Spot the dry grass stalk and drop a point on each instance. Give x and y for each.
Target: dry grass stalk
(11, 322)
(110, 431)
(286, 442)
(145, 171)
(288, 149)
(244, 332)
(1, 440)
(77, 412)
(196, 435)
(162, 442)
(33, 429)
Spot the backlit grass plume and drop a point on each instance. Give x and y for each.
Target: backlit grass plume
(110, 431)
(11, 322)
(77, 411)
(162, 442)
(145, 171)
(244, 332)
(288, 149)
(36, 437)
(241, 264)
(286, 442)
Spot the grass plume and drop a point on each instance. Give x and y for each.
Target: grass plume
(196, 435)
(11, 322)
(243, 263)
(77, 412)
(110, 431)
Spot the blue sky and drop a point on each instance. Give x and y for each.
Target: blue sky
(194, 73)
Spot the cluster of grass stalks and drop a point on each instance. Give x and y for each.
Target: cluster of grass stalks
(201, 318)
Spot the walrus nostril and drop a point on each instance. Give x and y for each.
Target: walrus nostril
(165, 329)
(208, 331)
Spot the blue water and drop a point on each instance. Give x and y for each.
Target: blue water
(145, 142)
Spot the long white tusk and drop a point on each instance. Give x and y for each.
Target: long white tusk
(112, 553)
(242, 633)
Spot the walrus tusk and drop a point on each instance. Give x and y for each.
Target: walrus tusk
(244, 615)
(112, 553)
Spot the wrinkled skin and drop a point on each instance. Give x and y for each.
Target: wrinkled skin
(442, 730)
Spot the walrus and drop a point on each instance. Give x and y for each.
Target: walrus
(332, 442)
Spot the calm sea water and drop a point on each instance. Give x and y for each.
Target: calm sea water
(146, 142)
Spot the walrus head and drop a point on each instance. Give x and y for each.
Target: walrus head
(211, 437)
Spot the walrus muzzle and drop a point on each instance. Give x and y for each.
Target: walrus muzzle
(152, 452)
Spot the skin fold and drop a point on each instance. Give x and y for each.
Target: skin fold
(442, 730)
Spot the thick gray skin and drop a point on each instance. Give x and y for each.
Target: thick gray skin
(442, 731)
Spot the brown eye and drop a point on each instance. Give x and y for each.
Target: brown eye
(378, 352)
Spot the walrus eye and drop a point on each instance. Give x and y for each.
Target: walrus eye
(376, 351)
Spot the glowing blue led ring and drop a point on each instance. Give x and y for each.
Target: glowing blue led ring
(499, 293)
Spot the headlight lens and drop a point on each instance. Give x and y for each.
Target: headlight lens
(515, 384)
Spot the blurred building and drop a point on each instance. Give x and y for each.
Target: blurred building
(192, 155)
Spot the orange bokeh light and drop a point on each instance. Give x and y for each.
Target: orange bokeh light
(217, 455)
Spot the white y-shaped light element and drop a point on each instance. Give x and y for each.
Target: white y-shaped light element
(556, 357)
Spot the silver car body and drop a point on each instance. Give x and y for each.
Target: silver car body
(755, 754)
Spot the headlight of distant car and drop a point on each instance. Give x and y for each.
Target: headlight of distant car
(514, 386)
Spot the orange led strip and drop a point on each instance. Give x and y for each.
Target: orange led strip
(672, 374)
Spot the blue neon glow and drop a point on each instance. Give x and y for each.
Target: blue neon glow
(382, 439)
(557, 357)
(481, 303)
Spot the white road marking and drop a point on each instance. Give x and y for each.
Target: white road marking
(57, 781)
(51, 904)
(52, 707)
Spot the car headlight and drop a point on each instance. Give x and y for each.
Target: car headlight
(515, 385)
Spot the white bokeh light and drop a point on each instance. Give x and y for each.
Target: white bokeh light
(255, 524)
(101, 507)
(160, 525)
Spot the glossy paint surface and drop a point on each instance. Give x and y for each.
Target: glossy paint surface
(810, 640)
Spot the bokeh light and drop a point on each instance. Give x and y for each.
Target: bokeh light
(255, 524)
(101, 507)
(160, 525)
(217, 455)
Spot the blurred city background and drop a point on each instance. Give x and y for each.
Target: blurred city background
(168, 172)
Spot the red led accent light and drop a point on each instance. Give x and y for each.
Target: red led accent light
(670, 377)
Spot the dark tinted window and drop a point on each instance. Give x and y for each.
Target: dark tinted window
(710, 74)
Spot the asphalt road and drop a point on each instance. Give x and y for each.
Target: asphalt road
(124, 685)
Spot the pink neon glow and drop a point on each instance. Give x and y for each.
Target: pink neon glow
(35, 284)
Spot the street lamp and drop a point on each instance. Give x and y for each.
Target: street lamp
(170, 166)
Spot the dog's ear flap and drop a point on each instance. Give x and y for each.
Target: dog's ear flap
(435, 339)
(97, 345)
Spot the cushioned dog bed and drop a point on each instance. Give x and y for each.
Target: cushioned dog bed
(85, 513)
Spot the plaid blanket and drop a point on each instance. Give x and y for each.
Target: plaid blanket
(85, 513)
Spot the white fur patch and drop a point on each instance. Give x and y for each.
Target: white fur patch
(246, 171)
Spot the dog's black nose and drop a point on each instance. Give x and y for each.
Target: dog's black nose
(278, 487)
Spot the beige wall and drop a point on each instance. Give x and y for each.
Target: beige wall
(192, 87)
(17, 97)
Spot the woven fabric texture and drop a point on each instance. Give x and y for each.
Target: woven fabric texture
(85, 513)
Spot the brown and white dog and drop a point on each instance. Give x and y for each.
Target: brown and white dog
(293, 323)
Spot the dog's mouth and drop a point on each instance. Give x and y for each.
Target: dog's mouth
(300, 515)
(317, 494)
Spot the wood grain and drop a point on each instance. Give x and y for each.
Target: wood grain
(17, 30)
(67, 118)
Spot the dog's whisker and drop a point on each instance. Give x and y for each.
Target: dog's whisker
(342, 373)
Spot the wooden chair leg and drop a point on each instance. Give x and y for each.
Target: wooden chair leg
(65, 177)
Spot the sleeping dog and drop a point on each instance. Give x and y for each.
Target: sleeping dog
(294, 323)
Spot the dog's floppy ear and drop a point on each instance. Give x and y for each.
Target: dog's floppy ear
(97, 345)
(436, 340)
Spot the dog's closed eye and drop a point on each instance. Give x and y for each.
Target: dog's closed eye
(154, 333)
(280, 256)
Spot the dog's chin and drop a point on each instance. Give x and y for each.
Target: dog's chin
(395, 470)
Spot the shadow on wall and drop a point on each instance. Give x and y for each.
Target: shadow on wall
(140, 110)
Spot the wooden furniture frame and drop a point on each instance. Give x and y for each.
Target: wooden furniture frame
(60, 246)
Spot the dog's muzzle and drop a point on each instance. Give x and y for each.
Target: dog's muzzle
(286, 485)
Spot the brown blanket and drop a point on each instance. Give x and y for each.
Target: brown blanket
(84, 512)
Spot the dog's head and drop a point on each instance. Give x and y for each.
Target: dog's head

■ ■ ■ ■ ■

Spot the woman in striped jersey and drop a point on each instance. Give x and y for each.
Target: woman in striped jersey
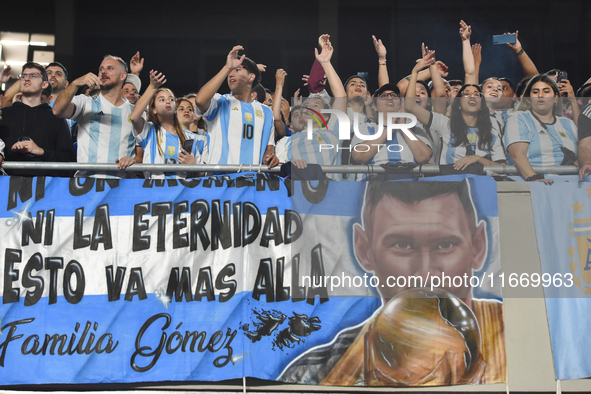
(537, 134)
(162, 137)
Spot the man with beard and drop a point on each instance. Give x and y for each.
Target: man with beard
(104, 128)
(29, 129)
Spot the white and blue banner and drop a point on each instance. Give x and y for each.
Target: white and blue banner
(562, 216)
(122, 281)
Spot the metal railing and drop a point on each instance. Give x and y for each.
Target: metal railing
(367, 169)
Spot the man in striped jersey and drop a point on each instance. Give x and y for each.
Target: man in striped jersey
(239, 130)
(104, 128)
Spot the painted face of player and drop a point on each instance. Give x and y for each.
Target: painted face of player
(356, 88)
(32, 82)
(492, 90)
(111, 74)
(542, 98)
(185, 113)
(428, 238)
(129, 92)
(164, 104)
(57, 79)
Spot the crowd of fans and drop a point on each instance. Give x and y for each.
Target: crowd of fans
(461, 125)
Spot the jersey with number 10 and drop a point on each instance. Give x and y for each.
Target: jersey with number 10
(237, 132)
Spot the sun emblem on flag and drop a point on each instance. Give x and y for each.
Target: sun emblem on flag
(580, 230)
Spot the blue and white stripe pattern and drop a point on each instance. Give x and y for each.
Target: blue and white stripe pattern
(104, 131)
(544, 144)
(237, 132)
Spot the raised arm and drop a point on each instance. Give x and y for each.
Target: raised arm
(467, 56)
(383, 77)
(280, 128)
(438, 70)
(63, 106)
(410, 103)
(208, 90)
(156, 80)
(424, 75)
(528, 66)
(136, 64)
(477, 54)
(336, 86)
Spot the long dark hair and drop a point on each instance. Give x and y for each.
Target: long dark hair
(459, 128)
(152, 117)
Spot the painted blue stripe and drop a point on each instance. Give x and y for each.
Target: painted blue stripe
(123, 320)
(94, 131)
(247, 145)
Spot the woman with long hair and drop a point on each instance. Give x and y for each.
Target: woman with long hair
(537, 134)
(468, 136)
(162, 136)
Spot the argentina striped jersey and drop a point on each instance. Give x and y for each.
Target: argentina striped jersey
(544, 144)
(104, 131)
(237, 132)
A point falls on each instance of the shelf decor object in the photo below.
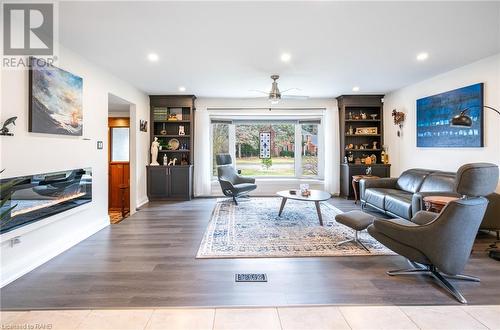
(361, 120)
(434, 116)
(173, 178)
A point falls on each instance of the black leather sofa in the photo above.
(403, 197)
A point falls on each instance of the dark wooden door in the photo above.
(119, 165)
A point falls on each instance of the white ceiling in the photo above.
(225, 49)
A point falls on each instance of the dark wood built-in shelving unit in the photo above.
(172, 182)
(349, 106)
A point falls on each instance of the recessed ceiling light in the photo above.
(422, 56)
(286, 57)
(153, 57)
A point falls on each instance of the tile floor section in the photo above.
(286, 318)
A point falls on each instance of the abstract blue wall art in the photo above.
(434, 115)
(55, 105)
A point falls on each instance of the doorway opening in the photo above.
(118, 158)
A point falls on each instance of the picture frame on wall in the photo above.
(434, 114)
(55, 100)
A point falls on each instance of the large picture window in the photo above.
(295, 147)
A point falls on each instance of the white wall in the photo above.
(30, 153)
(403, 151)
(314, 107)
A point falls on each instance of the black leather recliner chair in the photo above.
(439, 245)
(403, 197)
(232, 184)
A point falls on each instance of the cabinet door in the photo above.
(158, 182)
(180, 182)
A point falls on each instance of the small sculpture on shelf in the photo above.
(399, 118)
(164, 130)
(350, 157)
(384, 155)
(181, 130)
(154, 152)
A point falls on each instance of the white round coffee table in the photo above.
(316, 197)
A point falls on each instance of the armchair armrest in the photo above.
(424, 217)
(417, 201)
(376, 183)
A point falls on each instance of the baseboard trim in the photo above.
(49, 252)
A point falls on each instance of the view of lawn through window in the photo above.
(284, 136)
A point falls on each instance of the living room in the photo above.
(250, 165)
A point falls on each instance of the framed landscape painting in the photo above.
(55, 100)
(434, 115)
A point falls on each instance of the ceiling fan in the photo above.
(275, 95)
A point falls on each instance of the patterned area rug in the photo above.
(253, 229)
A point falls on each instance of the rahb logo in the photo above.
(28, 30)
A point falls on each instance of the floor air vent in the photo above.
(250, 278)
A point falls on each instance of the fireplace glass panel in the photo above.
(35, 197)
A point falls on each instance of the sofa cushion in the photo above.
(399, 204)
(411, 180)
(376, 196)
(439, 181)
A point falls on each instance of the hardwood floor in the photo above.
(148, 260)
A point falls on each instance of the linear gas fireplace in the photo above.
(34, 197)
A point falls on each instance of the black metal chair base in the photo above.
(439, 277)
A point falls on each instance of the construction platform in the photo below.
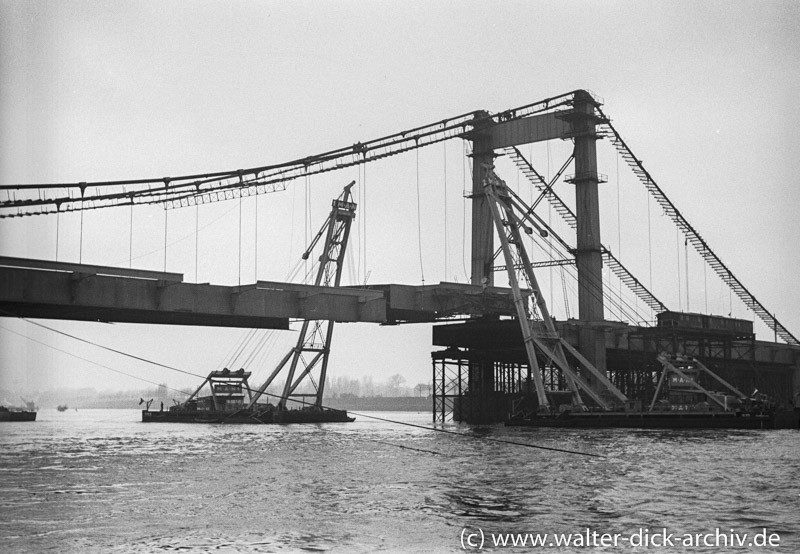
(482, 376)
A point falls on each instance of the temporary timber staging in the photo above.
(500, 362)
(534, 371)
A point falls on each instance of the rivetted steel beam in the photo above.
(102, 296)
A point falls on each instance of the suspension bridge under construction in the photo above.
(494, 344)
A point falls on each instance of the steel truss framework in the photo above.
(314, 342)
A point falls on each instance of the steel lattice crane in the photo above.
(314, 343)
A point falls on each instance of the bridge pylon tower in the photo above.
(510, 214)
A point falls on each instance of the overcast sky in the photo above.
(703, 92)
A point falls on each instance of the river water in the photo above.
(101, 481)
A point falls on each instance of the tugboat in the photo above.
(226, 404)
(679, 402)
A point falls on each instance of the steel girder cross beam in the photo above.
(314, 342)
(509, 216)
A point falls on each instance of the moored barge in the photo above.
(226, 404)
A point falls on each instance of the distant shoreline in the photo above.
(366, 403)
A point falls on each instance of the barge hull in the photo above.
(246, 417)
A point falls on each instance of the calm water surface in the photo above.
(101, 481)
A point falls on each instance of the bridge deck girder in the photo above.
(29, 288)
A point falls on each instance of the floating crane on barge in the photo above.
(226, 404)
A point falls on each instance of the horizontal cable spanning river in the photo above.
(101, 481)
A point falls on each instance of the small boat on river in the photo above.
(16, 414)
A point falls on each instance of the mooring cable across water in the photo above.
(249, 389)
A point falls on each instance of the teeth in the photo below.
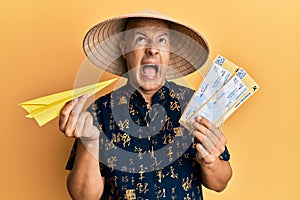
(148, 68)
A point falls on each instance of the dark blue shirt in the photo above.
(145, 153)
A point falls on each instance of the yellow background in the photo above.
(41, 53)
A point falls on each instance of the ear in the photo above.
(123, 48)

■ ■ ■ ■ ■

*INSTRUCTIONS TO FOLLOW*: Produce a word-for-word copy of everything above from the line holding "Spot the dog's chin" down to the line holding "Target: dog's head", with both of those lines kept.

*TASK SOLUTION*:
Spot the dog's chin and drop a point on each instance. Give x and y for each.
Target: dog's chin
(395, 470)
Spot the shadow on wall and drop a point on each instance. Give x and y for each.
Target: shadow on wall
(140, 110)
Spot the wooden furniture frame and drop a point on each instance. Give x and y for each.
Target: wooden furniture frame
(60, 246)
Spot the dog's muzzle and drop a point on each instance. Give x and y for each.
Target: dog's muzzle
(286, 485)
Spot the brown blanket and drop a point on each instance. Give x and y for each.
Target: brown blanket
(84, 512)
Spot the dog's head and drop a point on each instance. Give x and y for each.
Target: dog's head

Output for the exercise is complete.